• _Excerpt_
^^^^^^^^^^^^^^^^

Is There a Conservative Case for Opposing Cuts to Social Security and Medicare Benefits?

This week from Rasmussen:

Republicans hold a 10-point edge when it comes to voter trust on Social Security-related issues, 46% to 36%, up from a virtual tie last month.


That has to be pretty disturbing to Democratic strategists. If their Party is not even trusted to defend their most cherished and celebrated legislative achievement, what can they win on?

But it also raises the question of why? Republicans are not known as fans of big government social programs, and Social Security is the biggest of them all. Why would voters trust Republicans more than Democrats on this of all things?

And what should Republicans do with this trust? Should we fritter it away because of our ideological predisposition against programs of this sort?

I would like to propose that conservatives and Republicans instead capitalize on this voter trust and step up to defend not these programs as a whole, or even in concept, but the benefits that have been earned by those who currently rely on them.

In their inception, Social Security and Medicare are not welfare programs. They are government-mandated retirement and health insurance programs. In my opinion, the contract that has been created between those who paid into those programs and the federal government should be considered as sacrosanct as any other contract. People worked their whole lives to earn, and the federal government owes, the benefits that they now enjoy.

^^^^^^^^^^^^^^^^

• _Record extracts_
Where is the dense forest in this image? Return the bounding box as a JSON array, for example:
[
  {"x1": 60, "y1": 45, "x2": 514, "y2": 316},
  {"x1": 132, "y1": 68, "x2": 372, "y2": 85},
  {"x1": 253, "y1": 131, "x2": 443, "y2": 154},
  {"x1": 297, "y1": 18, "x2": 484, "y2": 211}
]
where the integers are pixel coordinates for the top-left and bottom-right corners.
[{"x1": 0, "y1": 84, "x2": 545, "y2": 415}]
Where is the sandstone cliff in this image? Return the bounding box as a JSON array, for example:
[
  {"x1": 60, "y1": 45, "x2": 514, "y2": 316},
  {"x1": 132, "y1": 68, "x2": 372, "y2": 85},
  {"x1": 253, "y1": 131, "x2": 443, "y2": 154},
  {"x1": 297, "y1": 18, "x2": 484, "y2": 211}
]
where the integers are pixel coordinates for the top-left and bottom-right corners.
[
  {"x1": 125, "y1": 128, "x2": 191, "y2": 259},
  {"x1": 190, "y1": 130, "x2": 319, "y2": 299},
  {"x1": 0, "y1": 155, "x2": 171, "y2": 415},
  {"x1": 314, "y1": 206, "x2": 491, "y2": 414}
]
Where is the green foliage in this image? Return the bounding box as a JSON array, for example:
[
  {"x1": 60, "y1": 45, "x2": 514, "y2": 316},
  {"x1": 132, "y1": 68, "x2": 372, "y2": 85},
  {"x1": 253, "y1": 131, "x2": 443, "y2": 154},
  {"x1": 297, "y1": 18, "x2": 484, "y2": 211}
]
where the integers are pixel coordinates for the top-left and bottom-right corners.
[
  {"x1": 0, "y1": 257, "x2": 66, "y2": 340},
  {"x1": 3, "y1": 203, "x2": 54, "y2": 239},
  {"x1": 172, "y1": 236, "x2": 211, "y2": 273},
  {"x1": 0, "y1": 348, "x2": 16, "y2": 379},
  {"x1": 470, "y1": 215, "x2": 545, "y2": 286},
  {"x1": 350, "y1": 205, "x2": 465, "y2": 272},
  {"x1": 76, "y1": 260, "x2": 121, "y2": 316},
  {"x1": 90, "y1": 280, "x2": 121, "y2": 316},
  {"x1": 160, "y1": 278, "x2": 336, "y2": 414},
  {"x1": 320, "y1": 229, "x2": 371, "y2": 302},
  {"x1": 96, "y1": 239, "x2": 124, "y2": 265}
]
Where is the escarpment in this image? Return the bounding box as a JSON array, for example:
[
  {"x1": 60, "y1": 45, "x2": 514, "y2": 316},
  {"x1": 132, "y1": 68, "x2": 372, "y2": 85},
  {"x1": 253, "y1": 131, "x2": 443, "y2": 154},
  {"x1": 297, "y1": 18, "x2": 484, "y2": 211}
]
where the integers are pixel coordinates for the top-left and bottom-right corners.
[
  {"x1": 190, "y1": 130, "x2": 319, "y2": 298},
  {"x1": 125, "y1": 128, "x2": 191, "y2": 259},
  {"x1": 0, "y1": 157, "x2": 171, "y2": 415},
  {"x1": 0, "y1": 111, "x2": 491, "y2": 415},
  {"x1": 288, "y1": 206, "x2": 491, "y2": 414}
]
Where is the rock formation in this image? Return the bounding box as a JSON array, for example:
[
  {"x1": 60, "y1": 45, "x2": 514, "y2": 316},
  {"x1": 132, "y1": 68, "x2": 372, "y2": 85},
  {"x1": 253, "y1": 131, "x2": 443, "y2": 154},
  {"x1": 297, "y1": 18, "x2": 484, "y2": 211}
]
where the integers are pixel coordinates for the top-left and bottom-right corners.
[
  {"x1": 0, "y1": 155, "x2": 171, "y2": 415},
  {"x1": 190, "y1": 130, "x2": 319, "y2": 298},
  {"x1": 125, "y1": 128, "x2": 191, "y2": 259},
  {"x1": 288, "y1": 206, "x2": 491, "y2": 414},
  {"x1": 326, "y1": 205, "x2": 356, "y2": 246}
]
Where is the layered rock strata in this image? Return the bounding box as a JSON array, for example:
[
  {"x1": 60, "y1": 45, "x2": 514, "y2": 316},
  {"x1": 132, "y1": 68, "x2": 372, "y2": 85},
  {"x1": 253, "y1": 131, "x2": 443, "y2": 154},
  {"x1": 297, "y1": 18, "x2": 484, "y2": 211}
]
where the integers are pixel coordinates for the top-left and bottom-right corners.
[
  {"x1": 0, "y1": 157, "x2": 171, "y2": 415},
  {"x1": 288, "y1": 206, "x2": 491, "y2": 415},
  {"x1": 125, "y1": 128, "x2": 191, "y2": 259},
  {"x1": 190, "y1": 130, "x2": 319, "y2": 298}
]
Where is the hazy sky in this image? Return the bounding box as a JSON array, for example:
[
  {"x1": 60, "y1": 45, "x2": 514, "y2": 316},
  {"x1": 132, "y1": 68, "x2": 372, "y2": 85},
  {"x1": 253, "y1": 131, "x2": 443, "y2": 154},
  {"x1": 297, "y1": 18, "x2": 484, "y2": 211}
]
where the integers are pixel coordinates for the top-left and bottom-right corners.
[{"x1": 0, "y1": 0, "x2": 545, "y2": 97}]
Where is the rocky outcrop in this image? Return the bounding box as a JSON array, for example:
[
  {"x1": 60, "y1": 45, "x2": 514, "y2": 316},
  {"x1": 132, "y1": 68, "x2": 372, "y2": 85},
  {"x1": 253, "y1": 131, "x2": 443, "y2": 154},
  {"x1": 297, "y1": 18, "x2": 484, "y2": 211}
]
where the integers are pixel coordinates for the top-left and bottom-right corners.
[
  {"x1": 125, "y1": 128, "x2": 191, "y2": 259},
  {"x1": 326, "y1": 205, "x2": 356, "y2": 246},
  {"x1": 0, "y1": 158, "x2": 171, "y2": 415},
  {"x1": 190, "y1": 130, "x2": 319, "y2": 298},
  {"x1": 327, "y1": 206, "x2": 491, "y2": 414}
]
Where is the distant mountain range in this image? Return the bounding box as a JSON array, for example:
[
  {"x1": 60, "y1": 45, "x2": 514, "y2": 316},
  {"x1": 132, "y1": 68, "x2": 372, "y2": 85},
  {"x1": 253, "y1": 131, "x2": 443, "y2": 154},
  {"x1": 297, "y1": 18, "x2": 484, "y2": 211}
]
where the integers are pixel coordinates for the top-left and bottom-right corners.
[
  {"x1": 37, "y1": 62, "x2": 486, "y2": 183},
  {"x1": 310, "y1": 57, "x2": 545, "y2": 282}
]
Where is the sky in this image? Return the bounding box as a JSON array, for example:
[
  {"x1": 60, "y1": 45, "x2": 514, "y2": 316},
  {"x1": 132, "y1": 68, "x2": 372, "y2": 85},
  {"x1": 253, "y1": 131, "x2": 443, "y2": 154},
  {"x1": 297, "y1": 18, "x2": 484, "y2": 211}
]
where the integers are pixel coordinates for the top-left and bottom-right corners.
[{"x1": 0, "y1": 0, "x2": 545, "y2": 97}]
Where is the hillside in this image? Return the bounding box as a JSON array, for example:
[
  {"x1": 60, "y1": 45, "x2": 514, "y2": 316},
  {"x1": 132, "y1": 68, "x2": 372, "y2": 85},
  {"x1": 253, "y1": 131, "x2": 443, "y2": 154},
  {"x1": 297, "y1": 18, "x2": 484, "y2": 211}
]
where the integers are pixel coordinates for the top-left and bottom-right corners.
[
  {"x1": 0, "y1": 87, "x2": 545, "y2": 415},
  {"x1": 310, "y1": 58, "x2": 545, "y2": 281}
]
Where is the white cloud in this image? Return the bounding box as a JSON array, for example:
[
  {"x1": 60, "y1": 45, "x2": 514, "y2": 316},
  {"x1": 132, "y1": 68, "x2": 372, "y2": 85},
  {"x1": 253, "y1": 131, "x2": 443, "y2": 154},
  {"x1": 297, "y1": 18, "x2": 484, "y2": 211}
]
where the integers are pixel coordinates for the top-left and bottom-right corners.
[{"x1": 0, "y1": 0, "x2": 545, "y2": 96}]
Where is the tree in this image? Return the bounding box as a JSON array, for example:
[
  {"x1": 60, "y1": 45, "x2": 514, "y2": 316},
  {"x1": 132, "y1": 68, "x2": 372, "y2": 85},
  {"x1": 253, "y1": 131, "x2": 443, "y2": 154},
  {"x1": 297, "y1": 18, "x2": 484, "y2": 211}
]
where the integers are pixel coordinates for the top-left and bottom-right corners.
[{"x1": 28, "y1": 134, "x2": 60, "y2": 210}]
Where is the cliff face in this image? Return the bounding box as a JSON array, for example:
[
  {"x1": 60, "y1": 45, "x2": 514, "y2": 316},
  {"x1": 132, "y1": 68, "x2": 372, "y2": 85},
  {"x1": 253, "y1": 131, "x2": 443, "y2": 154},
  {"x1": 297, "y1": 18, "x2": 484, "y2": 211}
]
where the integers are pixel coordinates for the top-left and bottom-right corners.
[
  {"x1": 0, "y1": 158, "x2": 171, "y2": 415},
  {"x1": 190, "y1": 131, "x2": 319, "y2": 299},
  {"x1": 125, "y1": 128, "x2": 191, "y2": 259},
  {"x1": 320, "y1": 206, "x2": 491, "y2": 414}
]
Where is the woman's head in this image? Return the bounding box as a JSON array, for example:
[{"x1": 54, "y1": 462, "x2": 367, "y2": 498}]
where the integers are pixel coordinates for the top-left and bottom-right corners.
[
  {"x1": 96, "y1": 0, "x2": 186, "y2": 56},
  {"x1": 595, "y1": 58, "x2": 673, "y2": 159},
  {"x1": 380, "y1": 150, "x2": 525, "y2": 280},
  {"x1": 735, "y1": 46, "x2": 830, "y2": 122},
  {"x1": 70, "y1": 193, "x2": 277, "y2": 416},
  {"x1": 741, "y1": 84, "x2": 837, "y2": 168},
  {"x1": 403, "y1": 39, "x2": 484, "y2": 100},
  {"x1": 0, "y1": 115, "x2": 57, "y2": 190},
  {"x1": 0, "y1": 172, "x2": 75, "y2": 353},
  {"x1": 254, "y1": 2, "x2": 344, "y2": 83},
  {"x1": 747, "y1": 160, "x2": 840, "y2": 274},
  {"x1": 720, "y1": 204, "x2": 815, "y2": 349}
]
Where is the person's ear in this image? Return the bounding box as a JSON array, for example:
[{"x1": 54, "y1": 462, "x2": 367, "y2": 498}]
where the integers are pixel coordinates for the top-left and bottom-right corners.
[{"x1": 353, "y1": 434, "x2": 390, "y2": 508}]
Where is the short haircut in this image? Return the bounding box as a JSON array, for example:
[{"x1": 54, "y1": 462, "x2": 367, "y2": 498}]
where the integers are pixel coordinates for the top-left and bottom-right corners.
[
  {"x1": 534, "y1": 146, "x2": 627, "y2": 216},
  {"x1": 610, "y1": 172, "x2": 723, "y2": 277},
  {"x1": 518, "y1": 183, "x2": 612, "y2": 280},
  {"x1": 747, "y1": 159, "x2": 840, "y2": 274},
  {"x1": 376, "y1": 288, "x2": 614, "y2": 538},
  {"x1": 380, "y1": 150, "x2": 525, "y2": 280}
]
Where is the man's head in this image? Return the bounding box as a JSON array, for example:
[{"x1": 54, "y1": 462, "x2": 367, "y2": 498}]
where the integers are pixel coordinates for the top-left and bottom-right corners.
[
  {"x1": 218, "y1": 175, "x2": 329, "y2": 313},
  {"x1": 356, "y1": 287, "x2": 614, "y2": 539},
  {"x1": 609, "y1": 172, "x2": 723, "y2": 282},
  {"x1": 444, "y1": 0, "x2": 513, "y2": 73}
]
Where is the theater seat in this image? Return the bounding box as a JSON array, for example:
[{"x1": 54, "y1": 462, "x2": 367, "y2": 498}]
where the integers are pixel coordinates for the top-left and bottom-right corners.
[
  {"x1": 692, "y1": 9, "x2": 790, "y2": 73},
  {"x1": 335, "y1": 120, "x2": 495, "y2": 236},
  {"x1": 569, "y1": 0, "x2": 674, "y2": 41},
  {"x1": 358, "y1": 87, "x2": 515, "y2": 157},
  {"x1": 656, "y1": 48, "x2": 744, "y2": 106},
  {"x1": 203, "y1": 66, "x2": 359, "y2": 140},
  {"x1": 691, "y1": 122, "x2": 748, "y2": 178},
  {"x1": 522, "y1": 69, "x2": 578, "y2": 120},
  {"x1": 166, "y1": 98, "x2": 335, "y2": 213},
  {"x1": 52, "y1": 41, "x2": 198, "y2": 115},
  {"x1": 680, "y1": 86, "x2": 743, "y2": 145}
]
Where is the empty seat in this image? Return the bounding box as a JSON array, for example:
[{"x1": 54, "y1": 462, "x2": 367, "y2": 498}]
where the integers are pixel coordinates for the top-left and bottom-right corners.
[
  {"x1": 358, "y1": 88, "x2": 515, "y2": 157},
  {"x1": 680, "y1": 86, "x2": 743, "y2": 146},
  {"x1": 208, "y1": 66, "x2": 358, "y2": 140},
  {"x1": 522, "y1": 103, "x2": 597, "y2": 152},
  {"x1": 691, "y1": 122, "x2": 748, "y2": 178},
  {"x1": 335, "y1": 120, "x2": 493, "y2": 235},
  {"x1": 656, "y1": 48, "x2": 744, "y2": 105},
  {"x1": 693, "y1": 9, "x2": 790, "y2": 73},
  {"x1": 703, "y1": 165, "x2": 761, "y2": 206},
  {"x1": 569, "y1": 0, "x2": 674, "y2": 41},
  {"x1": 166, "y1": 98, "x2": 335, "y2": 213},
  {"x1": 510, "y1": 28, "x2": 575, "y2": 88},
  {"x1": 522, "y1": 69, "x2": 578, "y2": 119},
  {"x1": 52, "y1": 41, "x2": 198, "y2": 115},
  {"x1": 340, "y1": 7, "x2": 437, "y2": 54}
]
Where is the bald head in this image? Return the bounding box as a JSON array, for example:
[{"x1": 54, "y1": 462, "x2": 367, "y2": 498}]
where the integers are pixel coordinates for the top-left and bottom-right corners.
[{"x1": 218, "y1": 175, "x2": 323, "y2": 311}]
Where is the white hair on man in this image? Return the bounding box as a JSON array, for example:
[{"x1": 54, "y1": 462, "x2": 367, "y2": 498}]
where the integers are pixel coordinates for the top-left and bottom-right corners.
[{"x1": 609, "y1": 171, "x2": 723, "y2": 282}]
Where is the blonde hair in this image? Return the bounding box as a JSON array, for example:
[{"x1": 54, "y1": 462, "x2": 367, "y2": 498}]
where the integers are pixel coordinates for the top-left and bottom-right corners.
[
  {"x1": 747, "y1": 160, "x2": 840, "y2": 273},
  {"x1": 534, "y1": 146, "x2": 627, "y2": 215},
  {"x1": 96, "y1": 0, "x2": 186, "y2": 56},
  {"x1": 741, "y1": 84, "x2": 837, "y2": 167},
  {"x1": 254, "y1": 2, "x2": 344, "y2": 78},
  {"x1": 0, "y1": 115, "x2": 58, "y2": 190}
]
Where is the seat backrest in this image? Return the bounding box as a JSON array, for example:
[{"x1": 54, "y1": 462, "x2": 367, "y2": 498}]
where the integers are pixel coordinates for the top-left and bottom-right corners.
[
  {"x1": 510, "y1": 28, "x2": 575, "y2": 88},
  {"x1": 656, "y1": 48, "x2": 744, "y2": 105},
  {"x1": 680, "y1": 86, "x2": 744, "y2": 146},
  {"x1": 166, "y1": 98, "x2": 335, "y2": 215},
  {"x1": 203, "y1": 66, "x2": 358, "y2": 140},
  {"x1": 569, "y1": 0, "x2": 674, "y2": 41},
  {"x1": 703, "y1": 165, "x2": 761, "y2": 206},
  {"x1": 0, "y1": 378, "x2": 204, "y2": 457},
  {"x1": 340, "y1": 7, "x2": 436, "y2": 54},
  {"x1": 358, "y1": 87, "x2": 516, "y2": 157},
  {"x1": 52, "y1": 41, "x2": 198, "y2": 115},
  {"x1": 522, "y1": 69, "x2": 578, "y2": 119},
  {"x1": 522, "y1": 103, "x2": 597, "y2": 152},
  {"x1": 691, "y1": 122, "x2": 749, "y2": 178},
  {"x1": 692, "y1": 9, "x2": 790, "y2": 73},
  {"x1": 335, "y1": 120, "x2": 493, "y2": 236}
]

^^^^^^^^^^^^^^^^

• _Apply what you read_
1. In the post on Social Security, what share of voters trust Republicans on Social Security-related issues, according to Rasmussen?
2. Copy the passage of the post on Social Security starting with "But it also" and going on through "rely on them.".

• _Solutions to the problems_
1. 46%

2.
But it also raises the question of why? Republicans are not known as fans of big government social programs, and Social Security is the biggest of them all. Why would voters trust Republicans more than Democrats on this of all things?

And what should Republicans do with this trust? Should we fritter it away because of our ideological predisposition against programs of this sort?

I would like to propose that conservatives and Republicans instead capitalize on this voter trust and step up to defend not these programs as a whole, or even in concept, but the benefits that have been earned by those who currently rely on them.